### [Descrizione del compito]
Riscrivi tutte le righe dei dati qui sotto come un elenco JSON di stringhe, con una stringa per ciascuna riga e omettendo le righe vuote.

[Dati del dataset di puntamento]
====================

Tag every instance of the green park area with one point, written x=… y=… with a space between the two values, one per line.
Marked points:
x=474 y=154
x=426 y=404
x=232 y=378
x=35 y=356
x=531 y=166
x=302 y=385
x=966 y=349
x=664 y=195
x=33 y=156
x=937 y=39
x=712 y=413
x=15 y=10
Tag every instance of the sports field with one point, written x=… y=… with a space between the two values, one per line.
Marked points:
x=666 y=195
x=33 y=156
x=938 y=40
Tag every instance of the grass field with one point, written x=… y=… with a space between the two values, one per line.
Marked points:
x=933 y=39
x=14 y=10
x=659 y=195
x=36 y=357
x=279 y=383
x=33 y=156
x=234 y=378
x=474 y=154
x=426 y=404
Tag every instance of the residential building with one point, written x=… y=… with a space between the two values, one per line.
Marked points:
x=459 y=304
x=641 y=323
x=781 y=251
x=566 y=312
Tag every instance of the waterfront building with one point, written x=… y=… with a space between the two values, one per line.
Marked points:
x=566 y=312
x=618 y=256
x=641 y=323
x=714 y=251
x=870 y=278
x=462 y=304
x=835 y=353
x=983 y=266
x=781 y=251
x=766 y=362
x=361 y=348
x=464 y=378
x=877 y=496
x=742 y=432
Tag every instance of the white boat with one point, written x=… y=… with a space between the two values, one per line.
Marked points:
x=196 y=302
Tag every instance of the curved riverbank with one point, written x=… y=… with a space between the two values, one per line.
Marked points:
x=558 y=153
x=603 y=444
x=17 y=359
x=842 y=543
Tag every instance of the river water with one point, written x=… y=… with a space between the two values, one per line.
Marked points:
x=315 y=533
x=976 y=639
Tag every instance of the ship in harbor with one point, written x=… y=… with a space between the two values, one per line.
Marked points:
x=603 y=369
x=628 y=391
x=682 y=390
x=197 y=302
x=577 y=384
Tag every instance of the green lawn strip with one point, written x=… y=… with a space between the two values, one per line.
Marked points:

====================

### [Risultato atteso]
[
  "Tag every instance of the green park area with one point, written x=… y=… with a space between the two values, one per line.",
  "Marked points:",
  "x=474 y=154",
  "x=426 y=404",
  "x=232 y=378",
  "x=35 y=356",
  "x=531 y=166",
  "x=302 y=385",
  "x=966 y=349",
  "x=664 y=195",
  "x=33 y=156",
  "x=937 y=39",
  "x=712 y=413",
  "x=15 y=10",
  "Tag every instance of the sports field with one point, written x=… y=… with a space between the two values, one per line.",
  "Marked points:",
  "x=666 y=195",
  "x=33 y=156",
  "x=938 y=40",
  "Tag every instance of the grass field with one point, written x=… y=… with a space between the two values, one per line.",
  "Marked points:",
  "x=933 y=39",
  "x=14 y=10",
  "x=659 y=195",
  "x=36 y=357",
  "x=279 y=383",
  "x=33 y=156",
  "x=234 y=378",
  "x=474 y=154",
  "x=426 y=404",
  "Tag every instance of the residential building with one point, written x=… y=… with a space between the two values, one per line.",
  "Marked points:",
  "x=459 y=304",
  "x=641 y=323",
  "x=781 y=251",
  "x=566 y=312",
  "Tag every instance of the waterfront building with one point, written x=… y=… with a space between the two values, one per line.",
  "Marked points:",
  "x=566 y=312",
  "x=618 y=256",
  "x=641 y=323",
  "x=714 y=251",
  "x=870 y=278",
  "x=462 y=304",
  "x=835 y=353",
  "x=983 y=266",
  "x=781 y=251",
  "x=766 y=362",
  "x=361 y=348",
  "x=464 y=378",
  "x=877 y=496",
  "x=742 y=432",
  "Tag every instance of the white boat with one point, written x=… y=… with a space between the two values, one per line.",
  "Marked points:",
  "x=196 y=302",
  "Tag every instance of the curved riverbank with one point, written x=… y=… with a space between the two values, one per line.",
  "Marked points:",
  "x=558 y=153",
  "x=603 y=444",
  "x=17 y=359",
  "x=842 y=543",
  "Tag every instance of the river water with one point, written x=… y=… with a space between the two values, one per line.",
  "Marked points:",
  "x=315 y=533",
  "x=976 y=639",
  "Tag every instance of the ship in harbor with one point, written x=… y=… with a space between the two values, one per line.",
  "Marked points:",
  "x=603 y=369",
  "x=628 y=391",
  "x=682 y=390",
  "x=197 y=302",
  "x=577 y=384",
  "Tag every instance of the green lawn strip with one point, written x=… y=… with a space between the two values, one per line.",
  "Marked points:"
]